YOUR GOAL: How many lines in the records below contain the word "player"? Reply with the number only.

= = = = =

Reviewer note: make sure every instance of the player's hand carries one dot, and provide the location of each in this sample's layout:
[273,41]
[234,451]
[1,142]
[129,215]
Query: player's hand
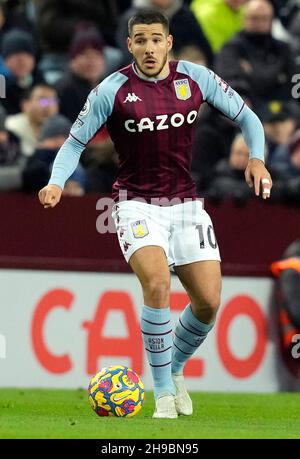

= = = = =

OUTPUT FOR THIS TASK: 2